-- Dataset entries follows --
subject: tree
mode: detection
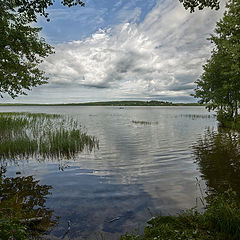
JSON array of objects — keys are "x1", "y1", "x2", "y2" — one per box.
[
  {"x1": 194, "y1": 50, "x2": 237, "y2": 120},
  {"x1": 193, "y1": 0, "x2": 240, "y2": 124},
  {"x1": 179, "y1": 0, "x2": 220, "y2": 12},
  {"x1": 0, "y1": 0, "x2": 84, "y2": 98}
]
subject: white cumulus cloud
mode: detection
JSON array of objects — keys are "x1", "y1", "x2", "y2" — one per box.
[{"x1": 6, "y1": 0, "x2": 225, "y2": 103}]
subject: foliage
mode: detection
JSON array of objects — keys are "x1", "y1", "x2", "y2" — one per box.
[
  {"x1": 0, "y1": 216, "x2": 29, "y2": 240},
  {"x1": 1, "y1": 1, "x2": 85, "y2": 22},
  {"x1": 120, "y1": 190, "x2": 240, "y2": 240},
  {"x1": 0, "y1": 0, "x2": 84, "y2": 98},
  {"x1": 193, "y1": 0, "x2": 240, "y2": 126},
  {"x1": 179, "y1": 0, "x2": 220, "y2": 12}
]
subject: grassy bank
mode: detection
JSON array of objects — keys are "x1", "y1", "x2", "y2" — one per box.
[{"x1": 120, "y1": 190, "x2": 240, "y2": 240}]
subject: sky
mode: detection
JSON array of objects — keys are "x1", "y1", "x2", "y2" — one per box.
[{"x1": 4, "y1": 0, "x2": 225, "y2": 103}]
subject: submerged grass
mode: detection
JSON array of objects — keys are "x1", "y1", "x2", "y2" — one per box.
[{"x1": 0, "y1": 112, "x2": 99, "y2": 160}]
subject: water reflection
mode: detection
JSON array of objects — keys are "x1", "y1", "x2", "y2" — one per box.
[
  {"x1": 44, "y1": 167, "x2": 155, "y2": 240},
  {"x1": 0, "y1": 167, "x2": 58, "y2": 237},
  {"x1": 0, "y1": 106, "x2": 218, "y2": 239},
  {"x1": 193, "y1": 128, "x2": 240, "y2": 194}
]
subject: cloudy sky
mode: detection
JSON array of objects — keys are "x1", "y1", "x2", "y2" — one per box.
[{"x1": 5, "y1": 0, "x2": 225, "y2": 103}]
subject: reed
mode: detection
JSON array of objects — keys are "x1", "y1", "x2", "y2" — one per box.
[
  {"x1": 0, "y1": 112, "x2": 99, "y2": 160},
  {"x1": 132, "y1": 120, "x2": 158, "y2": 125},
  {"x1": 178, "y1": 114, "x2": 215, "y2": 120}
]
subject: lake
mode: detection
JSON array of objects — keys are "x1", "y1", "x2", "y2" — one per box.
[{"x1": 0, "y1": 106, "x2": 220, "y2": 239}]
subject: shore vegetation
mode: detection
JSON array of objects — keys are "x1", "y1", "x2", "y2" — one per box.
[
  {"x1": 0, "y1": 112, "x2": 99, "y2": 160},
  {"x1": 120, "y1": 189, "x2": 240, "y2": 240}
]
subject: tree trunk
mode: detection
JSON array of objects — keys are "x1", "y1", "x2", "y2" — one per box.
[{"x1": 234, "y1": 101, "x2": 238, "y2": 122}]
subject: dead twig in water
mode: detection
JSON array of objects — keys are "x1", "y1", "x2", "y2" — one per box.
[
  {"x1": 19, "y1": 217, "x2": 43, "y2": 224},
  {"x1": 61, "y1": 220, "x2": 71, "y2": 239}
]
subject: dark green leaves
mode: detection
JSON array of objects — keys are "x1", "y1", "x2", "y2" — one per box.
[
  {"x1": 179, "y1": 0, "x2": 220, "y2": 12},
  {"x1": 0, "y1": 0, "x2": 85, "y2": 22},
  {"x1": 193, "y1": 0, "x2": 240, "y2": 124},
  {"x1": 0, "y1": 0, "x2": 84, "y2": 98},
  {"x1": 0, "y1": 6, "x2": 53, "y2": 98}
]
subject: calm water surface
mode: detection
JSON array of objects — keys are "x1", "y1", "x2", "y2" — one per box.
[{"x1": 0, "y1": 106, "x2": 218, "y2": 239}]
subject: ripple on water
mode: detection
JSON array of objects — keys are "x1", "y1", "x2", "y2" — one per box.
[{"x1": 0, "y1": 106, "x2": 217, "y2": 239}]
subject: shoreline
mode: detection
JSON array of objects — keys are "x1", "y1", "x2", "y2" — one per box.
[{"x1": 0, "y1": 101, "x2": 204, "y2": 107}]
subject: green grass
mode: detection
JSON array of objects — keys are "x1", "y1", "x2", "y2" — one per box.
[
  {"x1": 120, "y1": 189, "x2": 240, "y2": 240},
  {"x1": 0, "y1": 112, "x2": 99, "y2": 160},
  {"x1": 0, "y1": 216, "x2": 29, "y2": 240}
]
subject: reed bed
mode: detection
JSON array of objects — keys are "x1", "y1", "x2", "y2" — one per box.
[
  {"x1": 177, "y1": 114, "x2": 215, "y2": 120},
  {"x1": 132, "y1": 120, "x2": 158, "y2": 125},
  {"x1": 0, "y1": 112, "x2": 99, "y2": 160}
]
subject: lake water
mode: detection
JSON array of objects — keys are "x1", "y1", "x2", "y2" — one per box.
[{"x1": 0, "y1": 106, "x2": 218, "y2": 239}]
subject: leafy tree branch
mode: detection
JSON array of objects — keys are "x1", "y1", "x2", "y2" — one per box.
[
  {"x1": 193, "y1": 0, "x2": 240, "y2": 125},
  {"x1": 0, "y1": 0, "x2": 84, "y2": 98}
]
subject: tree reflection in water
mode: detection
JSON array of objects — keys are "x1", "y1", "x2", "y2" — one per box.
[
  {"x1": 0, "y1": 167, "x2": 58, "y2": 238},
  {"x1": 193, "y1": 128, "x2": 240, "y2": 194}
]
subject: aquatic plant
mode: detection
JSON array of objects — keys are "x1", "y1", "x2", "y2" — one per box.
[
  {"x1": 178, "y1": 114, "x2": 215, "y2": 120},
  {"x1": 0, "y1": 112, "x2": 99, "y2": 160},
  {"x1": 132, "y1": 120, "x2": 158, "y2": 125}
]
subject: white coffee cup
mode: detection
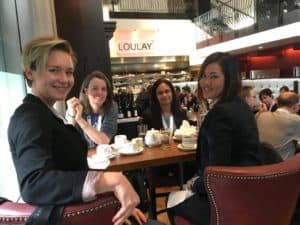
-- Dataset entries concluded --
Where a picture appears, omit it; otherwise reproduce each line above from the first to the one with "subject: foliage", inclusive.

subject: tree
mode: detection
JSON array of objects — keys are "x1", "y1", "x2", "y2" — one per box.
[
  {"x1": 194, "y1": 50, "x2": 237, "y2": 120},
  {"x1": 193, "y1": 0, "x2": 240, "y2": 124},
  {"x1": 179, "y1": 0, "x2": 220, "y2": 12},
  {"x1": 0, "y1": 0, "x2": 84, "y2": 98}
]
subject: white cumulus cloud
mode: detection
JSON array of objects — keys are "x1", "y1", "x2", "y2" — one per box.
[{"x1": 6, "y1": 0, "x2": 225, "y2": 103}]
subject: foliage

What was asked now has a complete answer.